#### Extrait à lire:
En bis, les deux musiciens nous ont proposé une pièce écrite pour un examen de lecture à vue en flûte par Gabriel Fauré ainsi qu’une œuvre d’inspiration Ravelienne composée par Martin Jaspard. Que de maturité pour ces deux très jeunes musiciens ! Alliant une intelligence de phrasé et une compréhension totale des œuvres avec la fraîcheur de leur jeunesse, ils ont fait forte impression auprès du public. Avec un son très puissant et des basses particulièrement profondes, Martin Jaspard a toujours parfaitement géré ses nuances pour laisser de la place à Federico Altare et ses envolées virtuoses totalement maîtrisées. Il ne serait pas étonnant de les revoir bientôt sur la scène du festival !

#### Consigne 1:
D'après le compte rendu du concert, pour quelle occasion Gabriel Fauré a-t-il écrit la pièce jouée en bis ?
#### Consigne 2:
Écrivez la suite du compte rendu du concert, juste après sa dernière phrase.
Les entrées qui suivent proviennent d'une autre source.

#### Données:
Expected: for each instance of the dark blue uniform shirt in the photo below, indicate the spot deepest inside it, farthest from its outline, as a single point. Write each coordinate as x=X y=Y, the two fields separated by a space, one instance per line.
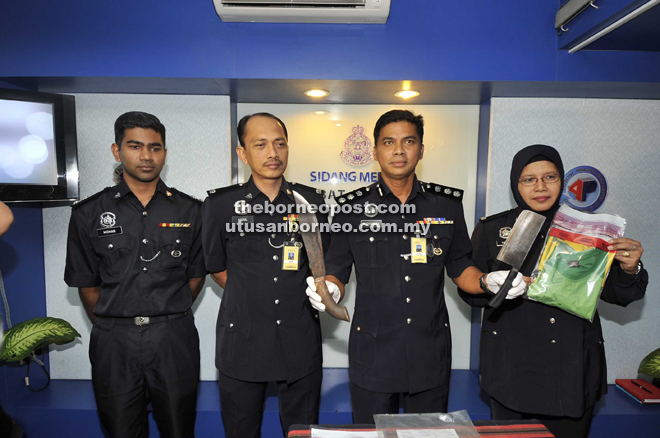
x=400 y=339
x=267 y=329
x=142 y=257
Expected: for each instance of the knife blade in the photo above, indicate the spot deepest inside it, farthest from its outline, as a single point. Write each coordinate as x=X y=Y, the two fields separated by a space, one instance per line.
x=314 y=247
x=515 y=250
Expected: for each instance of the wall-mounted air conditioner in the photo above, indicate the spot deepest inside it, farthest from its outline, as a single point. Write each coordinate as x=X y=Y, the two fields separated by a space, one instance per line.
x=304 y=11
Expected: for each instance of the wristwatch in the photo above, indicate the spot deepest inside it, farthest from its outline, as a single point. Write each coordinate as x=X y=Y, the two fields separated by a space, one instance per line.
x=483 y=285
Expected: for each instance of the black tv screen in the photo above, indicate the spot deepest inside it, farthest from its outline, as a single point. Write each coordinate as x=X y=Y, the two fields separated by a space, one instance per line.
x=38 y=147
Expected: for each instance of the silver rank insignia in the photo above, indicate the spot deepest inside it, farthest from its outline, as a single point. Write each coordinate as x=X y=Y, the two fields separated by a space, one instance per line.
x=370 y=210
x=241 y=207
x=108 y=219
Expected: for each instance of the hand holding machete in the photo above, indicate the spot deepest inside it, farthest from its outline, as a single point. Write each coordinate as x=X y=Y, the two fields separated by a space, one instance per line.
x=312 y=239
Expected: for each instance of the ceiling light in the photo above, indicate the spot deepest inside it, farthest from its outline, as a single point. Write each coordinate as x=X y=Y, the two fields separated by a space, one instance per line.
x=407 y=94
x=316 y=93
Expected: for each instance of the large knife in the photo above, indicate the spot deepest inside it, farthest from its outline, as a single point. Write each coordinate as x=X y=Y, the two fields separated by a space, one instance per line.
x=314 y=247
x=515 y=249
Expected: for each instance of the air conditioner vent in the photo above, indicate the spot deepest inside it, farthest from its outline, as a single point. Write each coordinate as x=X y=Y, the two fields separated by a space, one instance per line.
x=304 y=11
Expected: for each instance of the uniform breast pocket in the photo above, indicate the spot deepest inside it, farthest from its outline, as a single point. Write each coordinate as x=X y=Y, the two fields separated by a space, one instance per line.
x=116 y=254
x=174 y=247
x=247 y=248
x=439 y=243
x=363 y=341
x=371 y=251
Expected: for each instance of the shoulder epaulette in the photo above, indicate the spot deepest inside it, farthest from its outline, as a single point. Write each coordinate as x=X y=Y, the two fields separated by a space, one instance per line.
x=89 y=198
x=353 y=196
x=313 y=190
x=222 y=190
x=187 y=196
x=449 y=192
x=495 y=216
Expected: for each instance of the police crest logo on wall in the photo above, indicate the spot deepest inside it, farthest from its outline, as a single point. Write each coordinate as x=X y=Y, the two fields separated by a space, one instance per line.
x=358 y=150
x=585 y=188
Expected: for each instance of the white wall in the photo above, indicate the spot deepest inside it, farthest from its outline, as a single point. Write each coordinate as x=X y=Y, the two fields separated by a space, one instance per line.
x=621 y=138
x=198 y=159
x=315 y=141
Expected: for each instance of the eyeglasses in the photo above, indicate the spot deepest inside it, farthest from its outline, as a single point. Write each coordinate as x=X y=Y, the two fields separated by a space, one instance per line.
x=548 y=179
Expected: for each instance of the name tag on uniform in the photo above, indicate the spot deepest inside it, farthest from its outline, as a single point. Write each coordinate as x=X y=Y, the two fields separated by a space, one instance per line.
x=242 y=219
x=418 y=250
x=103 y=232
x=290 y=257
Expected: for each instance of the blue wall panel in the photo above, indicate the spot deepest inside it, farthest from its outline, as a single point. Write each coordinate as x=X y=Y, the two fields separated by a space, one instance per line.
x=424 y=39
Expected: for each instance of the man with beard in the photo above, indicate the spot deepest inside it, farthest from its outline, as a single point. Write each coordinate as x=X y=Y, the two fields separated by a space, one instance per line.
x=267 y=330
x=134 y=252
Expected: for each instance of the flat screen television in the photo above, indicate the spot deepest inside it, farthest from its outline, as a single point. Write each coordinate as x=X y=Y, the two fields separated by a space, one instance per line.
x=38 y=147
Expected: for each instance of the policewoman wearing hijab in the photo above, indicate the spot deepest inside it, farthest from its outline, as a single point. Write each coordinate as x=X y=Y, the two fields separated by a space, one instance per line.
x=536 y=361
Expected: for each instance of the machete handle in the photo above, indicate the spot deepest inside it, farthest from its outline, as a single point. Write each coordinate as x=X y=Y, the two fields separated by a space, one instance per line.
x=334 y=309
x=499 y=298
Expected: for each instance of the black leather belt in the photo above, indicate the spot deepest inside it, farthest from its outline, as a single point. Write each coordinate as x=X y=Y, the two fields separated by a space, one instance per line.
x=141 y=320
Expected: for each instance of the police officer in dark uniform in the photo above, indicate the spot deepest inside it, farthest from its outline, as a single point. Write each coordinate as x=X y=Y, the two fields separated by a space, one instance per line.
x=267 y=330
x=400 y=340
x=537 y=361
x=134 y=251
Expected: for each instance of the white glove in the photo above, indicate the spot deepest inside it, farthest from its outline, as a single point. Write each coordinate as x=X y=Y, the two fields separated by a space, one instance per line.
x=315 y=298
x=496 y=279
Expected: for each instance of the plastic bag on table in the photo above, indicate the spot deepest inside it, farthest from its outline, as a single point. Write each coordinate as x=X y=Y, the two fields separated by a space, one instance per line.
x=575 y=261
x=451 y=425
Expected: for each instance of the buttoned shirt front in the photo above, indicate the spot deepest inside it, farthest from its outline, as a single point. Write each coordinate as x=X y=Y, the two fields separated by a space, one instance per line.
x=140 y=256
x=267 y=329
x=400 y=339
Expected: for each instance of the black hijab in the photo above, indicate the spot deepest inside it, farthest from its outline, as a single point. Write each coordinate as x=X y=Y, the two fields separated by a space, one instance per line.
x=525 y=156
x=531 y=154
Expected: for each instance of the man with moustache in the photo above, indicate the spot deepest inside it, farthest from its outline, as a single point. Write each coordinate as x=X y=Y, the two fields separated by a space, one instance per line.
x=134 y=251
x=400 y=341
x=267 y=330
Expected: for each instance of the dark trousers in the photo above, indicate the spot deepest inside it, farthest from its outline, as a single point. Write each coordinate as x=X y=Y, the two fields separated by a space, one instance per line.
x=6 y=423
x=242 y=404
x=367 y=403
x=133 y=366
x=561 y=427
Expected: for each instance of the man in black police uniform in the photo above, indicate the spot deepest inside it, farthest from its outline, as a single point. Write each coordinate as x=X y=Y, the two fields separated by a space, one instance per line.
x=134 y=251
x=267 y=330
x=400 y=340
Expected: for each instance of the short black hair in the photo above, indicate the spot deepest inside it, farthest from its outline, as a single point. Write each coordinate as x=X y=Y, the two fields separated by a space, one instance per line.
x=240 y=130
x=399 y=116
x=137 y=119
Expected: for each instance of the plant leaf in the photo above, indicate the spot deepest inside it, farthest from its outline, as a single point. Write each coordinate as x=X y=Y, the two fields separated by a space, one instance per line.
x=650 y=365
x=33 y=334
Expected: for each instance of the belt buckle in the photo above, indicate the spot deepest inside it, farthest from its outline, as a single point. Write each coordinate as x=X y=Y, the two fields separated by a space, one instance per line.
x=141 y=320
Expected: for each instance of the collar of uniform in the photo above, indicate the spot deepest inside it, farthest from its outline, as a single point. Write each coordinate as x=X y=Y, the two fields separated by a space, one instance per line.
x=166 y=191
x=252 y=191
x=122 y=189
x=384 y=190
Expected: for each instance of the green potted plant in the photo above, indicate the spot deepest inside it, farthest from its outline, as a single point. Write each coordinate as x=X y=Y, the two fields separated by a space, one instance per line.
x=650 y=366
x=23 y=340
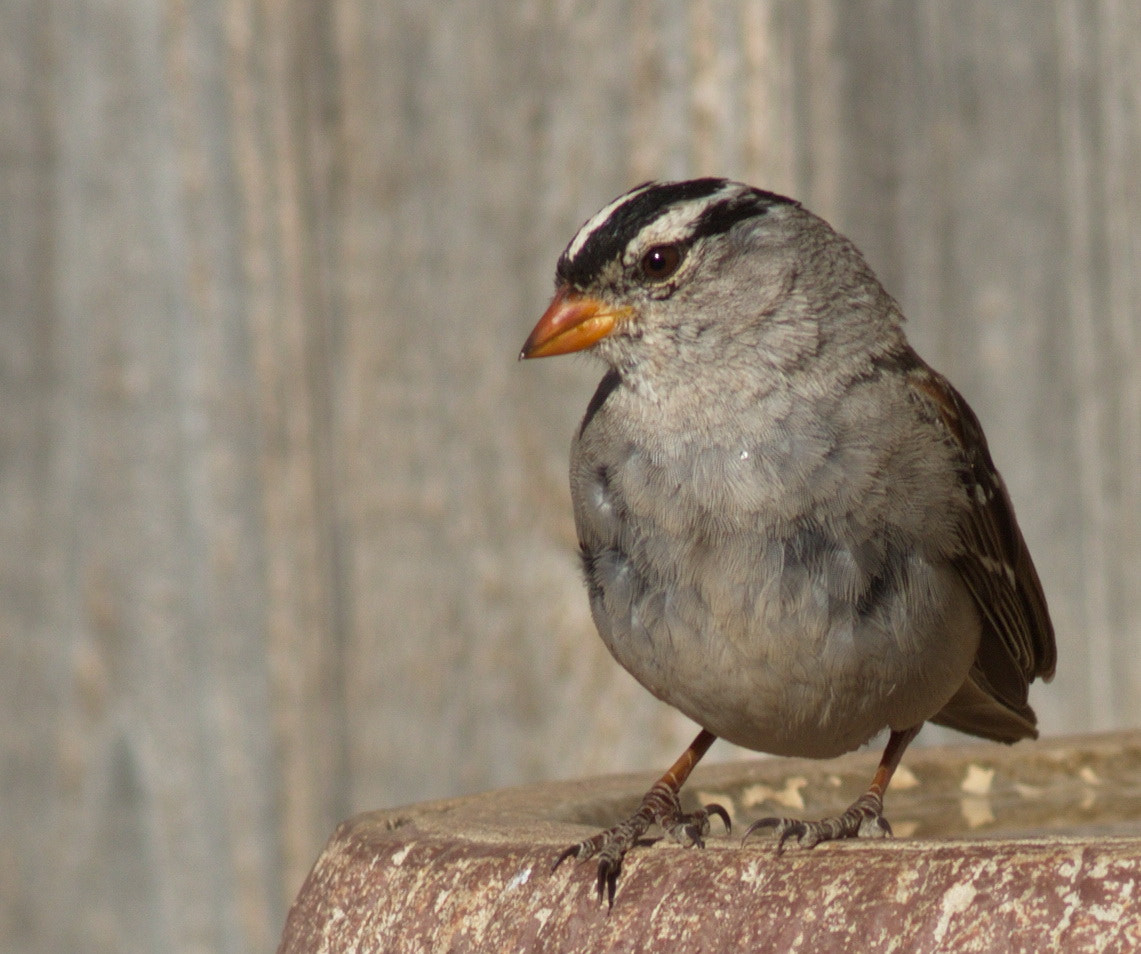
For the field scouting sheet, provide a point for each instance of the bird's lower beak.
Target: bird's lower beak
(571, 323)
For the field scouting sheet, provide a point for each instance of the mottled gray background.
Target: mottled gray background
(284, 530)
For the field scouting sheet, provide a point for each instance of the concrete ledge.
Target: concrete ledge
(1030, 848)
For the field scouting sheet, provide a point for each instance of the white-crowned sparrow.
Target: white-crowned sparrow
(791, 526)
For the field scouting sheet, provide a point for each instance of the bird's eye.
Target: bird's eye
(660, 263)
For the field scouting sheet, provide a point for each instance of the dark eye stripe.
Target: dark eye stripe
(609, 239)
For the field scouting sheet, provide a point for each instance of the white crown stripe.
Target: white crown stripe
(599, 218)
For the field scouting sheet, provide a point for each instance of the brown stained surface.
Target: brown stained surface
(1033, 848)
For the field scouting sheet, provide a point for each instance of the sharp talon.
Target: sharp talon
(864, 818)
(607, 880)
(763, 823)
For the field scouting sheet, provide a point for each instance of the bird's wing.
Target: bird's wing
(1017, 644)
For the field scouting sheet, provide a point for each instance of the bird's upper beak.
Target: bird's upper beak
(571, 323)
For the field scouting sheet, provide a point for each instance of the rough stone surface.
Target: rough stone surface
(1033, 848)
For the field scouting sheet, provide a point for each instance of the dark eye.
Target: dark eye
(661, 261)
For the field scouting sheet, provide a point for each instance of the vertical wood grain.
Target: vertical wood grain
(284, 527)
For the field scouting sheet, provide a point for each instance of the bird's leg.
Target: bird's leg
(863, 818)
(660, 806)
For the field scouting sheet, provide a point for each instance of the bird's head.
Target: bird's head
(701, 273)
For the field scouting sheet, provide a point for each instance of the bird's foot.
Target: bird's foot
(660, 807)
(863, 818)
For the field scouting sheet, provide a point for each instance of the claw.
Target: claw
(864, 818)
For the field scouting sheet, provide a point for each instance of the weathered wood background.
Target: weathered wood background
(284, 531)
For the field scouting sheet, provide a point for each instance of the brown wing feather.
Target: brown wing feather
(1017, 644)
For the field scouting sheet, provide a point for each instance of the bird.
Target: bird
(790, 526)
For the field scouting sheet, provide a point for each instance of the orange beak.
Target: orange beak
(571, 323)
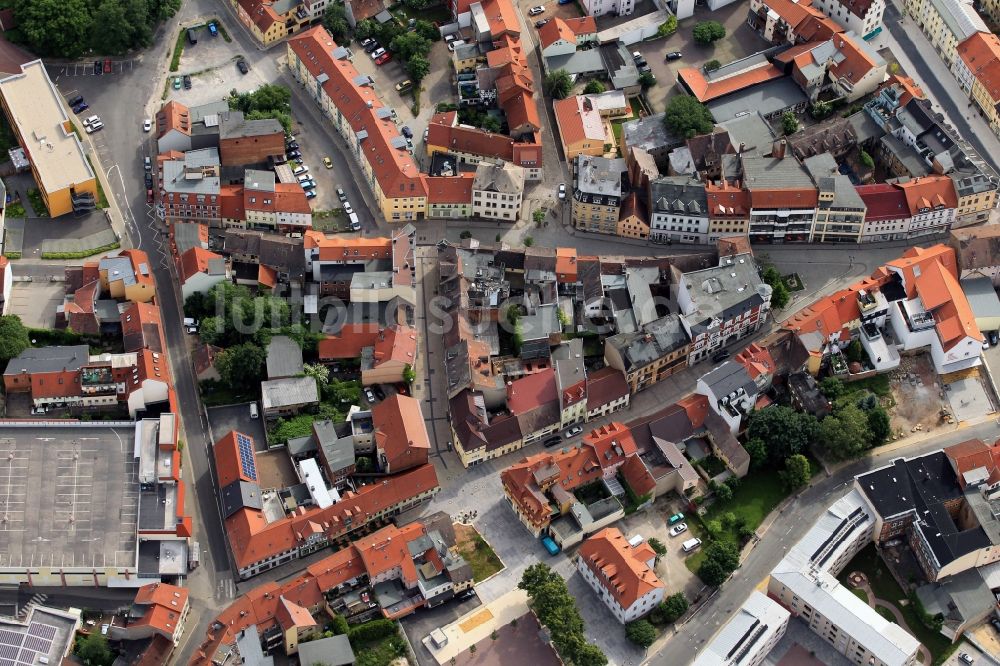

#### Résultat 1:
Pour un examen de lecture à vue en flûte.

#### Résultat 2:
À 18h, la salle du Théâtre Municipal de Colmar accueillait deux invités prestigieux, le clarinettiste Pierre Génisson et le pianiste Frank Braley. De la Fantasiestücke pour clarinette et piano Op.73 de Robert Schumann à un arrangement de la Rhapsody in Blue de Gershwin, en passant par la Sonate pour clarinette et piano N.1 en fa mineur Op.120 de Brahms et la Rhapsodie pour clarinette en si bémol de Debussy, le duo nous a fait vivre un moment magique. Très complices, les deux musiciens ont démontré tout leur talent. Pierre Génisson a une nouvelle fois prouvé sa maîtrise incomparable du phrasé et des nuances de son instrument, atteignant des pianissimos si doux qu’ils en devinrent presque imperceptibles. Frank Braley, quant à lui, a survolé le concert avec facilité, n’hésitant pas à ajouter un peu d’humour dans ses interactions avec le clarinettiste afin de charmer encore plus le public. En bis, ils nous ont proposé un arrangement du Prélude N.1 pour piano de Gershwin ainsi qu’un air de musique klezmer.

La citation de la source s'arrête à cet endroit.